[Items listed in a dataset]
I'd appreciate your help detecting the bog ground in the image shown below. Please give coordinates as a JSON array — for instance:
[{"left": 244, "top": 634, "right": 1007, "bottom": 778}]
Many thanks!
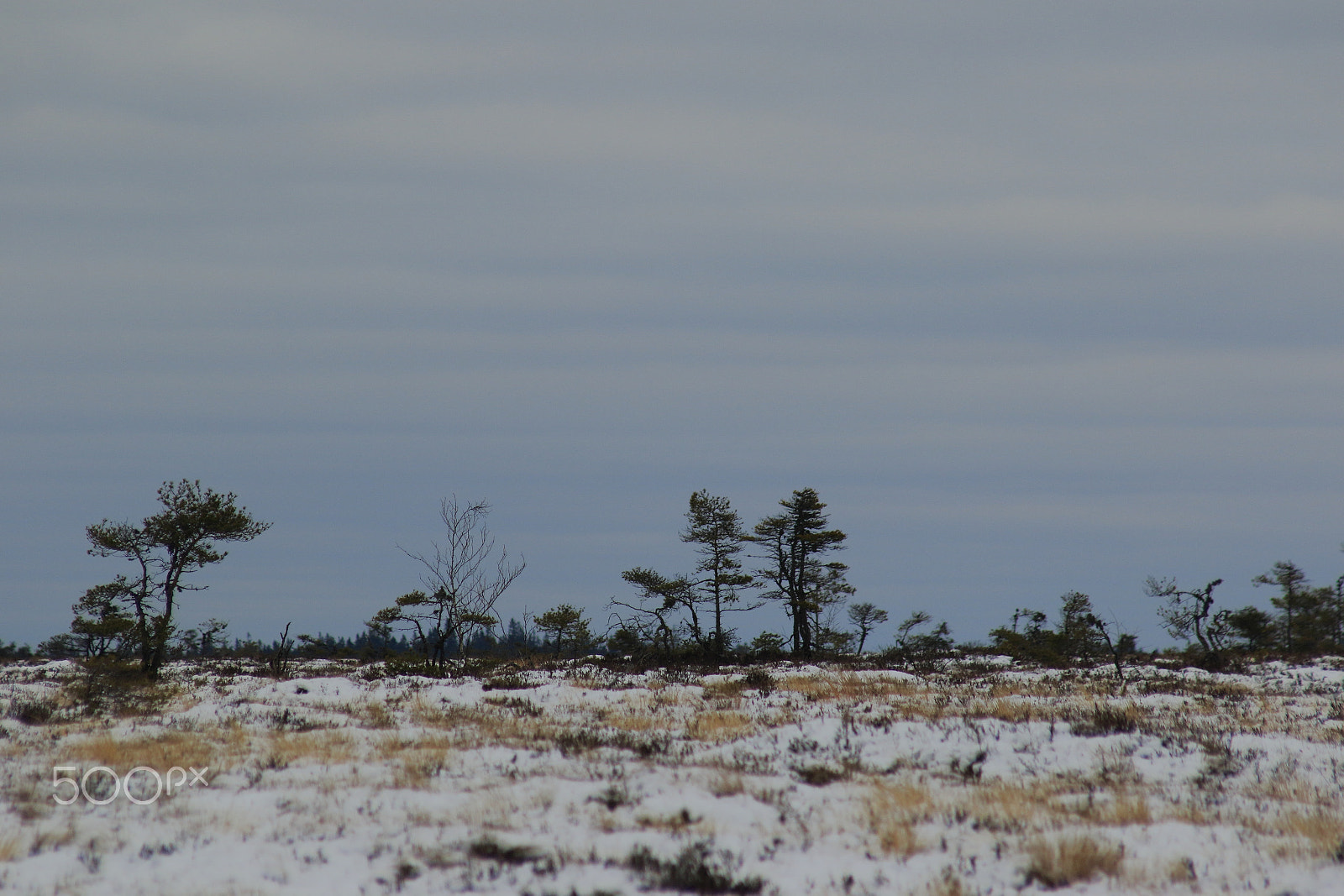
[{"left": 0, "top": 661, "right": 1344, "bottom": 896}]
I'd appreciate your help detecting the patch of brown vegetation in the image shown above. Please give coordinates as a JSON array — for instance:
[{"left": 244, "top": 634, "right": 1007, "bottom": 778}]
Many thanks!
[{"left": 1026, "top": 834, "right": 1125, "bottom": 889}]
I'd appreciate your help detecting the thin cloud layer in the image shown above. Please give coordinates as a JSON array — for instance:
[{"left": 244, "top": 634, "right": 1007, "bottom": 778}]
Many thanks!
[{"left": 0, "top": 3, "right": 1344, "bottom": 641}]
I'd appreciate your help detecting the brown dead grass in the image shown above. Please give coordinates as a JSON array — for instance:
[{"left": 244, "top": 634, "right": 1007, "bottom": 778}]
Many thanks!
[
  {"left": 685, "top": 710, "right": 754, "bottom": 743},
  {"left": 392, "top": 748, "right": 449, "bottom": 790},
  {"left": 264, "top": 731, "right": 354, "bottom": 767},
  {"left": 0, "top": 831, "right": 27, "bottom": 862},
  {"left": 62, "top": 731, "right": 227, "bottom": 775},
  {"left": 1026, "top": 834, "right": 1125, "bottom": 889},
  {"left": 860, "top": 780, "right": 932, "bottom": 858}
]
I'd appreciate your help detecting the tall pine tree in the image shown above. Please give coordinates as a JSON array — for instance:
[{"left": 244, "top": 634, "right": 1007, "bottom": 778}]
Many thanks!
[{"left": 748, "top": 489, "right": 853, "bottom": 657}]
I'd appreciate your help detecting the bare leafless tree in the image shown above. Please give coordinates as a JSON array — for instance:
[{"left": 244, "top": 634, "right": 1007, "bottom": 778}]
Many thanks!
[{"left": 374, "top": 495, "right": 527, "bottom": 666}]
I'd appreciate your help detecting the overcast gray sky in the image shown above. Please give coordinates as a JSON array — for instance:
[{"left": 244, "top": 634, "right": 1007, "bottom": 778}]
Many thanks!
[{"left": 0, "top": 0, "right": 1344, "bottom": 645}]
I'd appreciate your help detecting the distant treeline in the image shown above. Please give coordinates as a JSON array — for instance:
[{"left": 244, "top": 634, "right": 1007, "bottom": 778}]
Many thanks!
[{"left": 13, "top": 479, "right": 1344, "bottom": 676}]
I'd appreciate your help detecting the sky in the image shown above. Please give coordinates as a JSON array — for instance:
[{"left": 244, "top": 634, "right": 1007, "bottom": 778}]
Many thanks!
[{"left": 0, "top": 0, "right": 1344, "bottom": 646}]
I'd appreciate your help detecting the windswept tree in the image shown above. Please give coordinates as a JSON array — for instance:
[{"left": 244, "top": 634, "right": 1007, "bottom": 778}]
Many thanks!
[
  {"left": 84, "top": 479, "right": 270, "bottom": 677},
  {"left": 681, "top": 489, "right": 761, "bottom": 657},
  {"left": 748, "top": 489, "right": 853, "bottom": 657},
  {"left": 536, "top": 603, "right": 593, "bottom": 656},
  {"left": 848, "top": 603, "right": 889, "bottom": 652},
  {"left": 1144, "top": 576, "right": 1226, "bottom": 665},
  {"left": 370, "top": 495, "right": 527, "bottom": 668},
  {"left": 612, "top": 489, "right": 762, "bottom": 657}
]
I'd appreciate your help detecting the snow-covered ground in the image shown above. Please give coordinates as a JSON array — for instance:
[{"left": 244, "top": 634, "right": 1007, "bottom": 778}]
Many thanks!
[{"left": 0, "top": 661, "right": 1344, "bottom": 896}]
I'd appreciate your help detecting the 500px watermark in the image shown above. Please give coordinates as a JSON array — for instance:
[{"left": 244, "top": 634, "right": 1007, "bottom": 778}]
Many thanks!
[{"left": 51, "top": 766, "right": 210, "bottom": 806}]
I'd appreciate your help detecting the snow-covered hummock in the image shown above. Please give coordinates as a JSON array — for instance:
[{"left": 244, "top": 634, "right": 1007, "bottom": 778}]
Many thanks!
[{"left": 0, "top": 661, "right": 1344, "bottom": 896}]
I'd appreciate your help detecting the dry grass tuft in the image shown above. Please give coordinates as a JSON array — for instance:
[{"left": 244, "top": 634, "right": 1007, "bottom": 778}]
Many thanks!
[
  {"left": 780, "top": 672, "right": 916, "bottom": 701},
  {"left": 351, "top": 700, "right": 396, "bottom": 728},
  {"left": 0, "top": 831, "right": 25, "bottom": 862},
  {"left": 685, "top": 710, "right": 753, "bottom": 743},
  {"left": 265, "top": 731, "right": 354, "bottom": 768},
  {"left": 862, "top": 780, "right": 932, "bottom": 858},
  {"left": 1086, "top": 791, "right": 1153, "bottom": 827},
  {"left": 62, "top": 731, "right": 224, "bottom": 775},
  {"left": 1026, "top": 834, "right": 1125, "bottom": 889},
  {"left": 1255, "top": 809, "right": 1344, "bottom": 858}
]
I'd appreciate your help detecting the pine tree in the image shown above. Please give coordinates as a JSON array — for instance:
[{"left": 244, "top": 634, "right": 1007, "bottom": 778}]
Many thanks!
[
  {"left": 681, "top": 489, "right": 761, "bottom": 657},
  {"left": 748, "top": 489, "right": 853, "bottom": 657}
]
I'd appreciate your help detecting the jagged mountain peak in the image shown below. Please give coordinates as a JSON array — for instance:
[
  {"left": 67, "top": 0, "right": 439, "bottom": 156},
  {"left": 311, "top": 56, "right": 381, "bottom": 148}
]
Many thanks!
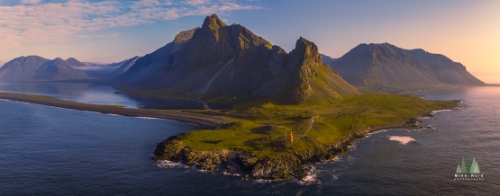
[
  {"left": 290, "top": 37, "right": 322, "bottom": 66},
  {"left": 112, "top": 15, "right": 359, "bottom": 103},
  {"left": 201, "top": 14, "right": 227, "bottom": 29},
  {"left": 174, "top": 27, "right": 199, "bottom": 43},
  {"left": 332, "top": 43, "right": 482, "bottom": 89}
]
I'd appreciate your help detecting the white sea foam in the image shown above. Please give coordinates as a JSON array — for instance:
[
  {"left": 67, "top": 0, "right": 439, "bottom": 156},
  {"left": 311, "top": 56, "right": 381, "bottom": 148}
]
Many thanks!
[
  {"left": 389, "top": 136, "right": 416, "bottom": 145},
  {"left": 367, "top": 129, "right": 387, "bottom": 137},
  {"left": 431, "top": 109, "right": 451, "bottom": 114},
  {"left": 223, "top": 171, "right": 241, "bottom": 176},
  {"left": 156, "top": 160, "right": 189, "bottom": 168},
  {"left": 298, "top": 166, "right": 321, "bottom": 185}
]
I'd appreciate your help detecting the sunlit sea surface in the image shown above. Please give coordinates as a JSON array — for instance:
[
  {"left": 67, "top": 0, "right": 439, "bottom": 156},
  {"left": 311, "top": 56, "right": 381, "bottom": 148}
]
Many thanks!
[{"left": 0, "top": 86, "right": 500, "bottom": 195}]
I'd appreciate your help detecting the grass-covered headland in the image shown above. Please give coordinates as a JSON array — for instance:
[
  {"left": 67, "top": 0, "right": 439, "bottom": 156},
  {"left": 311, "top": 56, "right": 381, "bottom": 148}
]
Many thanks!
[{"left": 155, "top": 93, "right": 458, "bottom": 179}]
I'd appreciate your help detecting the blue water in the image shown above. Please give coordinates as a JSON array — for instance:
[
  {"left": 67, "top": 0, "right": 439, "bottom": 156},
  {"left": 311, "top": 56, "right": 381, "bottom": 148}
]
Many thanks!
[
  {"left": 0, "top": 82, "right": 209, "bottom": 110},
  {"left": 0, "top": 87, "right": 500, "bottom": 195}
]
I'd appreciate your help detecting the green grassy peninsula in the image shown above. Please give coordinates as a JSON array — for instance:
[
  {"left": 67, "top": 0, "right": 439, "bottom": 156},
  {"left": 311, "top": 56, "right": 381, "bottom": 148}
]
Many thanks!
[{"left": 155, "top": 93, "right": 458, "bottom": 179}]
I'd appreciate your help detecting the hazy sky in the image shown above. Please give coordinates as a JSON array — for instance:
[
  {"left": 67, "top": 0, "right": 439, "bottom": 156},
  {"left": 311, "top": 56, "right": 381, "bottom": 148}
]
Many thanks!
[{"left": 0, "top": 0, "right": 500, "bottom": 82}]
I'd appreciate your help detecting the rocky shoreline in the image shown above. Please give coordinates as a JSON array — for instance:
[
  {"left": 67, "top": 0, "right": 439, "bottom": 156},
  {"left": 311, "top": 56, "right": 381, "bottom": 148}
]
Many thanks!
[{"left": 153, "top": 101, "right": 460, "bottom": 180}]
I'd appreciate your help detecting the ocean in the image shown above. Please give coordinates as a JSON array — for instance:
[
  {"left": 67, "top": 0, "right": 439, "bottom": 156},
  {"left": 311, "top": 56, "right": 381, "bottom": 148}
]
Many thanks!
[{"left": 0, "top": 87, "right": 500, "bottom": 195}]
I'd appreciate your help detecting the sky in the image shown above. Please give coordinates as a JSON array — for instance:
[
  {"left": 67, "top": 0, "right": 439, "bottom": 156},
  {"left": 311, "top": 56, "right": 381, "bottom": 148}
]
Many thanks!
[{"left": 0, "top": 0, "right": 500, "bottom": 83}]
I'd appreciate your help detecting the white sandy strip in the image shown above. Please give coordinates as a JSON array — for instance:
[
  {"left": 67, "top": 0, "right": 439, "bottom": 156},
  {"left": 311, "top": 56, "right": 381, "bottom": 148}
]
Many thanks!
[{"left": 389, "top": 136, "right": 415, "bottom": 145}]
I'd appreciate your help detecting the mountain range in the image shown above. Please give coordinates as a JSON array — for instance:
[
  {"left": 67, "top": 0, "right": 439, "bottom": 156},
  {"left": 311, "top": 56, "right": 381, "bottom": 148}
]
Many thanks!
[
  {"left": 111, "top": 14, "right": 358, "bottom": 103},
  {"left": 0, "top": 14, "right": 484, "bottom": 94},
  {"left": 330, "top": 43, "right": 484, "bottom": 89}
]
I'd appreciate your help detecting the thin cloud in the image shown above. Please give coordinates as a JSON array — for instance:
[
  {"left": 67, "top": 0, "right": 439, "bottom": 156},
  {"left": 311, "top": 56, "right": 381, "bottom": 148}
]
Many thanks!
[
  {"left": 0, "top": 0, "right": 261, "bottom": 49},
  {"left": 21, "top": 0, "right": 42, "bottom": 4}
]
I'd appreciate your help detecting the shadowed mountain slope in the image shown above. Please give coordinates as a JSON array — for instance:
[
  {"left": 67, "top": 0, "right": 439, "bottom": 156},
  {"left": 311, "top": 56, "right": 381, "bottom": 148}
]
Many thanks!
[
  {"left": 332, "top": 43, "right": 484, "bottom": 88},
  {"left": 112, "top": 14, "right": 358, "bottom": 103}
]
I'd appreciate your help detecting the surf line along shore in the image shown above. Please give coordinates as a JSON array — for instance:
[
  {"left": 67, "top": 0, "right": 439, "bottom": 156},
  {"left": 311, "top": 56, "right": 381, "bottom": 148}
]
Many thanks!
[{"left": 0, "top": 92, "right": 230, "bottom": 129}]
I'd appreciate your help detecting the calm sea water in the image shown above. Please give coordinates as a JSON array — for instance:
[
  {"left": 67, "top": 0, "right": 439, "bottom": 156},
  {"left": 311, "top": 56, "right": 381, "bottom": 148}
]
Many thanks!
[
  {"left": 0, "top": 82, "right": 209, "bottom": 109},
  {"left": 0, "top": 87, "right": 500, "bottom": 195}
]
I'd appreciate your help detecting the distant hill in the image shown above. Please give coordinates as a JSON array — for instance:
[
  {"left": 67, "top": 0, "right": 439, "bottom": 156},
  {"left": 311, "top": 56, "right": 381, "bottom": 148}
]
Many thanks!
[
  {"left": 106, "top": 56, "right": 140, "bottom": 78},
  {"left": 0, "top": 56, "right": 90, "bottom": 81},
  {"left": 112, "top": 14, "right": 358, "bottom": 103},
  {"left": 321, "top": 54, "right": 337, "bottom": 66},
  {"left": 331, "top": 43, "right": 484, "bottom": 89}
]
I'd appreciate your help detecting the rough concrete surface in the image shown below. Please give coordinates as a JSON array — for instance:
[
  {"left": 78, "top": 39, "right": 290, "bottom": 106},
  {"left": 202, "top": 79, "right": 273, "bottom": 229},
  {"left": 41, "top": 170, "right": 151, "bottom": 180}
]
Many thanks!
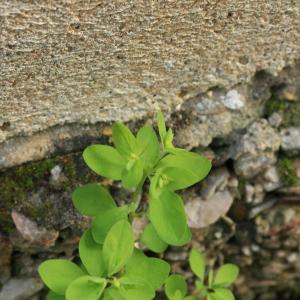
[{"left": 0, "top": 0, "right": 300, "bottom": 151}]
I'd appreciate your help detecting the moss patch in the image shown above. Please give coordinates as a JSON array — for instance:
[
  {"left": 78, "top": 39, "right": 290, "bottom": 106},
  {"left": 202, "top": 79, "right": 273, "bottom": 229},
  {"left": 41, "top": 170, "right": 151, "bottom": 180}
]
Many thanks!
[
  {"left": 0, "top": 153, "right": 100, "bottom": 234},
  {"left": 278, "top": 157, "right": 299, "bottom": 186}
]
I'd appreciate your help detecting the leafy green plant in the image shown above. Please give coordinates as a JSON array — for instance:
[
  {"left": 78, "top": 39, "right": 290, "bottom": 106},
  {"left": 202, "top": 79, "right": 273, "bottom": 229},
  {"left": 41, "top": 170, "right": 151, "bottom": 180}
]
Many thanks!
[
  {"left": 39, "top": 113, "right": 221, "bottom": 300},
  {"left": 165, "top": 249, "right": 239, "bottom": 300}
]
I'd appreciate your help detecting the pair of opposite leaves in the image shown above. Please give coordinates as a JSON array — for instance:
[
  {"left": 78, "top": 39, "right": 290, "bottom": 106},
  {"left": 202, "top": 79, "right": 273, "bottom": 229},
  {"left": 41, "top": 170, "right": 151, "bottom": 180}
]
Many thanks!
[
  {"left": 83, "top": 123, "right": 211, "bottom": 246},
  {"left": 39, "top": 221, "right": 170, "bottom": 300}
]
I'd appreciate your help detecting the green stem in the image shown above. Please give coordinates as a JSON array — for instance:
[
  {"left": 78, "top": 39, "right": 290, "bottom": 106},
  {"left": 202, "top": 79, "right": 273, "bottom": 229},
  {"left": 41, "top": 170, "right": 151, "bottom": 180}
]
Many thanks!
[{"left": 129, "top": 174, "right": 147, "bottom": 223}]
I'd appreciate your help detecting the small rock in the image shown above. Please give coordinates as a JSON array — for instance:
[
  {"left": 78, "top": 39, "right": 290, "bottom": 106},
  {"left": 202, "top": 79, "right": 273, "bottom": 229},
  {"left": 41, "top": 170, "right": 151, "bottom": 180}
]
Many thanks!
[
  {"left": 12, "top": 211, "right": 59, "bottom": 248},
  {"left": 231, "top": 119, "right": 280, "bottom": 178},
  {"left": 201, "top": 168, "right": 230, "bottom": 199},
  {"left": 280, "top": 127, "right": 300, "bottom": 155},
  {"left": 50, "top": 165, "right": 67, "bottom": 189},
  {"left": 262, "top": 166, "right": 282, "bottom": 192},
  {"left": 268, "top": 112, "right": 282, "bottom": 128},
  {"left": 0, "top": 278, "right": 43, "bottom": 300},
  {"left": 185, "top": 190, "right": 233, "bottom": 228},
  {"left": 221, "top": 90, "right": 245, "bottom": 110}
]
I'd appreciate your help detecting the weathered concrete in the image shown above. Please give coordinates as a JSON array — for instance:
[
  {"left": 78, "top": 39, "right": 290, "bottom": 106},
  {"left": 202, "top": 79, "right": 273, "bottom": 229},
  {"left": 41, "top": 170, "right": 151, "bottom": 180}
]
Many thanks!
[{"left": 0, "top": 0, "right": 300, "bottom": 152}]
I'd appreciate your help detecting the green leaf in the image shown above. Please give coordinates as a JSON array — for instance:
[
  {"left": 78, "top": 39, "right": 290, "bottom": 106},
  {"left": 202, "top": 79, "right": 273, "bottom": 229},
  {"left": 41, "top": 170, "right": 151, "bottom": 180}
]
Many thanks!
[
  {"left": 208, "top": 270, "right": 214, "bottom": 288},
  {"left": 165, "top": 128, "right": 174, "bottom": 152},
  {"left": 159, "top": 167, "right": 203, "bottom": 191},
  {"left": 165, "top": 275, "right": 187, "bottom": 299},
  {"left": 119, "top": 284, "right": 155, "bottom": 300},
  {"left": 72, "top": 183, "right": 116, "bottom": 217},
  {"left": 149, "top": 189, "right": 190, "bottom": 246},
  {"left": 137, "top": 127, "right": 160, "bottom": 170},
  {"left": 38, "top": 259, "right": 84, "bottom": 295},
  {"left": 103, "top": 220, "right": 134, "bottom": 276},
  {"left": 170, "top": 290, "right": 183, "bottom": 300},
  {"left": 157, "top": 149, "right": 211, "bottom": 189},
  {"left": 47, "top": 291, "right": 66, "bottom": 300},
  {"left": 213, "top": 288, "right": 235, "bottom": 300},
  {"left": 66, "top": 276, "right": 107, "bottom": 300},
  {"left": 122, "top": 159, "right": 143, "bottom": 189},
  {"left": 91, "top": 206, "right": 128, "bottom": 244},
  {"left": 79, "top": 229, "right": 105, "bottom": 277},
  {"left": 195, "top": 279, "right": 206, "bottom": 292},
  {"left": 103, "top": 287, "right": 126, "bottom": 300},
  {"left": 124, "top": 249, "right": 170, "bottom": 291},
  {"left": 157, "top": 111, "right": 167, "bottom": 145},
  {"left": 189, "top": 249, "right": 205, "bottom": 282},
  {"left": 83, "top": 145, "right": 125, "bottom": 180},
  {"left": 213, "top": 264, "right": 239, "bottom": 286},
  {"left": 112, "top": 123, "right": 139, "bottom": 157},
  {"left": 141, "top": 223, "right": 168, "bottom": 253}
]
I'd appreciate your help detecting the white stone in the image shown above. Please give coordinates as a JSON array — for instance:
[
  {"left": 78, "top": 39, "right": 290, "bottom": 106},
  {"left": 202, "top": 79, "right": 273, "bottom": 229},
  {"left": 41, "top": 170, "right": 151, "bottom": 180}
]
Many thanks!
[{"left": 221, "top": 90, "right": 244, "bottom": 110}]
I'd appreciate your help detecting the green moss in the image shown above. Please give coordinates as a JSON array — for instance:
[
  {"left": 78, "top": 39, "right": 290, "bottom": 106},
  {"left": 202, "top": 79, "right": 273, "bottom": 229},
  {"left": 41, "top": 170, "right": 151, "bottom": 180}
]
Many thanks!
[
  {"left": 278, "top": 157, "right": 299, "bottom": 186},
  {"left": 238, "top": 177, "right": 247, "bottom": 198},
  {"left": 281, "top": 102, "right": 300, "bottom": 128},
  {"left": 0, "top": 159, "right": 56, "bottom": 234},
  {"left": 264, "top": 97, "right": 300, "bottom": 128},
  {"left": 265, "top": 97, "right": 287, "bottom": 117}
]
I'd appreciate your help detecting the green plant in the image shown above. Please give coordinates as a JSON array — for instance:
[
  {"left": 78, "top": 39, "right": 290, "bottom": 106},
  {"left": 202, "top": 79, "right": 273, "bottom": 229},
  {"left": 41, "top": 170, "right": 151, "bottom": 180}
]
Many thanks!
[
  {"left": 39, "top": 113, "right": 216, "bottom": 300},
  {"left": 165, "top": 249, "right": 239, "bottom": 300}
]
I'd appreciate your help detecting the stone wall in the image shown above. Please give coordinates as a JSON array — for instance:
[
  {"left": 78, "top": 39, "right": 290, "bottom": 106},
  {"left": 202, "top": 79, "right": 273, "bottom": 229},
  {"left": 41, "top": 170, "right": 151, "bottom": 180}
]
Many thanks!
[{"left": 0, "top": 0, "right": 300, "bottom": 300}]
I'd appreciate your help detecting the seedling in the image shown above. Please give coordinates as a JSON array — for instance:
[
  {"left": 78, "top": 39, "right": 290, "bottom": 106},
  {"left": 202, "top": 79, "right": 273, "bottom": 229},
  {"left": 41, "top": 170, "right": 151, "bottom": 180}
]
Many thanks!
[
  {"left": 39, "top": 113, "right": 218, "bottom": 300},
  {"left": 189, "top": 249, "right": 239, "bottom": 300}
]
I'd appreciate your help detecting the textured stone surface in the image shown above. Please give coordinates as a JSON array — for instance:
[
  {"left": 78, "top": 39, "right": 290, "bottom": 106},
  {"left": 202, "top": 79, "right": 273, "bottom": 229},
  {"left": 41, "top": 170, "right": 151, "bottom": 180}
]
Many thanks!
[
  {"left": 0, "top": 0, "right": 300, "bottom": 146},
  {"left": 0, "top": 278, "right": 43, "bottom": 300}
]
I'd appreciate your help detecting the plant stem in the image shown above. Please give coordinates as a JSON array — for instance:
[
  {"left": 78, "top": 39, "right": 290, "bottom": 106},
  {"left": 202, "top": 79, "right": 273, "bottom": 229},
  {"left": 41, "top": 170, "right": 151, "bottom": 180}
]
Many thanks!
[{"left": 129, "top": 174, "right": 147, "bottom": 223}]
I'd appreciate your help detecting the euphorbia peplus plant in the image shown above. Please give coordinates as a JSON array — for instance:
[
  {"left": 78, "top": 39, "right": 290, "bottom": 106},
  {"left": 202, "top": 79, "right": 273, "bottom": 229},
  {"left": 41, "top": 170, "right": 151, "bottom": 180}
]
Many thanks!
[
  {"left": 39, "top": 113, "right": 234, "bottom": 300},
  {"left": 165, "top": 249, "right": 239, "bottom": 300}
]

EXERCISE DETAILS:
Can you convert the stretch from the line containing "I'd appreciate your help detecting the euphorbia" through the end of the items above into a JSON list of strings, one string per line, with blank lines left out?

EXERCISE RESPONSE:
[
  "I'd appreciate your help detecting the euphorbia peplus plant in the image shown above. Please give coordinates as a JSON array — for instance:",
  "[",
  "  {\"left\": 78, \"top\": 39, \"right\": 290, \"bottom\": 106},",
  "  {\"left\": 202, \"top\": 79, \"right\": 273, \"bottom\": 229},",
  "  {\"left\": 41, \"top\": 170, \"right\": 151, \"bottom\": 180}",
  "]",
  "Many thanks!",
  "[",
  "  {\"left\": 39, \"top\": 113, \"right\": 234, \"bottom\": 300},",
  "  {\"left\": 165, \"top\": 249, \"right\": 239, \"bottom\": 300}",
  "]"
]